> **EXERCISE**
Select every line of the rows below that contains the word "ridge", treating case as significant, and copy each one out.

----------------------------------------

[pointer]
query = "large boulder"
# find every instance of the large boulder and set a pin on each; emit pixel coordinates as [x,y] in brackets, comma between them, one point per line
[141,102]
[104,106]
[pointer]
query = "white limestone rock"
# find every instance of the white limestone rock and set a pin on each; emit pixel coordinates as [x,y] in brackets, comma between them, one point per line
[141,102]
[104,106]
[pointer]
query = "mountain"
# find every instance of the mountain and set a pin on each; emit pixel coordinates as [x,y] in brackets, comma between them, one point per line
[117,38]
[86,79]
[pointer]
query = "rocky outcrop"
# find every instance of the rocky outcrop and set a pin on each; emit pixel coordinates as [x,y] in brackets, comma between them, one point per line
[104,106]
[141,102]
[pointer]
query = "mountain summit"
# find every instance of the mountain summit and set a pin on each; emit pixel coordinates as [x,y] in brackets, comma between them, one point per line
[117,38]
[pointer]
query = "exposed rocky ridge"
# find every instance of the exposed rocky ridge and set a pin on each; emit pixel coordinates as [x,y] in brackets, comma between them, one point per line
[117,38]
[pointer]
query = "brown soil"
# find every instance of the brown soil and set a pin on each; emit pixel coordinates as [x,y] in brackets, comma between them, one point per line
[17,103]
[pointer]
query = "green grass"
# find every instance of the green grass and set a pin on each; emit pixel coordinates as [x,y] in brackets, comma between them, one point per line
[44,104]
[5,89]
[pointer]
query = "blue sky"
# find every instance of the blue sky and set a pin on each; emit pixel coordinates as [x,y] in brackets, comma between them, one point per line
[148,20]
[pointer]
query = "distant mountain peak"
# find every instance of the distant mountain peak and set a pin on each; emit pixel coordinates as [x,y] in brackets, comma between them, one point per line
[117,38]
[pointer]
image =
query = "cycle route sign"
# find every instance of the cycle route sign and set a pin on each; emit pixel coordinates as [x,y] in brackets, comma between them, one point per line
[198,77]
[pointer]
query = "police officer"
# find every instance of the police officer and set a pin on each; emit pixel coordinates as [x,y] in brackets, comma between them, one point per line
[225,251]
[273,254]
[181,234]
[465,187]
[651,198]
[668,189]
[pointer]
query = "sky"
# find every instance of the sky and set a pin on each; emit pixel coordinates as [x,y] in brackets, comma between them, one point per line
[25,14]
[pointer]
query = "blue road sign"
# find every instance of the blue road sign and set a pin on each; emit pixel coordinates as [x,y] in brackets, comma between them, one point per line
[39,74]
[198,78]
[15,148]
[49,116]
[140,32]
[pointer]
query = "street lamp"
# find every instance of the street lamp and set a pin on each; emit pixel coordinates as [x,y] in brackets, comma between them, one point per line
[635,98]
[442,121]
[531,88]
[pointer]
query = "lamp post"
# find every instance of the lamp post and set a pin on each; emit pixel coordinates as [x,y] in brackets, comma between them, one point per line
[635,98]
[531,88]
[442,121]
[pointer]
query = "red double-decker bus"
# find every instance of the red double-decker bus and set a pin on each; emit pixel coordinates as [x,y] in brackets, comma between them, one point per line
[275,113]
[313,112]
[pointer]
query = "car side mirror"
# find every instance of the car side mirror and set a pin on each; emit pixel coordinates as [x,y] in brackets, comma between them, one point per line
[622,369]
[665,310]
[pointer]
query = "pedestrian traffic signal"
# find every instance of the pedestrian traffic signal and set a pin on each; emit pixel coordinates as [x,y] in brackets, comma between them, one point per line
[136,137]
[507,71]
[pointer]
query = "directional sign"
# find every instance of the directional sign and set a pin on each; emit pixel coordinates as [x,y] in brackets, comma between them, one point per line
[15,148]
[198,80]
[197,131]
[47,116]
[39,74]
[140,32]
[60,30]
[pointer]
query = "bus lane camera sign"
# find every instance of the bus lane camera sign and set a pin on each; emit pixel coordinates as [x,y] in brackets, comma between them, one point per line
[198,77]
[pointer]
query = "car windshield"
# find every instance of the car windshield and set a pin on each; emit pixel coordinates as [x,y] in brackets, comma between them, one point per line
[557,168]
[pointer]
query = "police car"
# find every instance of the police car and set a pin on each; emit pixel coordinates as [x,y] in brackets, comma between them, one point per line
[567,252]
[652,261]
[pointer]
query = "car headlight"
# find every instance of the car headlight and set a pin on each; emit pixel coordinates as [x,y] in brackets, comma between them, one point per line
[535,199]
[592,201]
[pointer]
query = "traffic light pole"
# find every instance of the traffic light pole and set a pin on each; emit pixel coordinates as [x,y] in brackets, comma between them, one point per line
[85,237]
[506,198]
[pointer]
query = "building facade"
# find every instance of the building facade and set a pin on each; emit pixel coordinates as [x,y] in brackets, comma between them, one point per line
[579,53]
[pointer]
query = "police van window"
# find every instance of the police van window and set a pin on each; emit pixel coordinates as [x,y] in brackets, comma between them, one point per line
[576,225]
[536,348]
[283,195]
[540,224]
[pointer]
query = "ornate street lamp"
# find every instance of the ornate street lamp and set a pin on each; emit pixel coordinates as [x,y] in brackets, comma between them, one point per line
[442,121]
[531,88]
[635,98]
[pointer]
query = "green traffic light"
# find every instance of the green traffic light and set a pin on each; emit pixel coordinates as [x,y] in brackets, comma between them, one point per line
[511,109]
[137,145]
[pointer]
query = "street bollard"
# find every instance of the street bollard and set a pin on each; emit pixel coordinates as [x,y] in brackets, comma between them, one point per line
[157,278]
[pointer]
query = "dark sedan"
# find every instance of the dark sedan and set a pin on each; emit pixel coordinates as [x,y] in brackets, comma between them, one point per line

----------------------------------------

> **ANSWER TO THE PROBLEM**
query = "exposed rocky ridge"
# find every instance of the exposed rocky ridge and set a pin on each; emit pixel coordinates as [x,y] in brackets, comma between them, one point per line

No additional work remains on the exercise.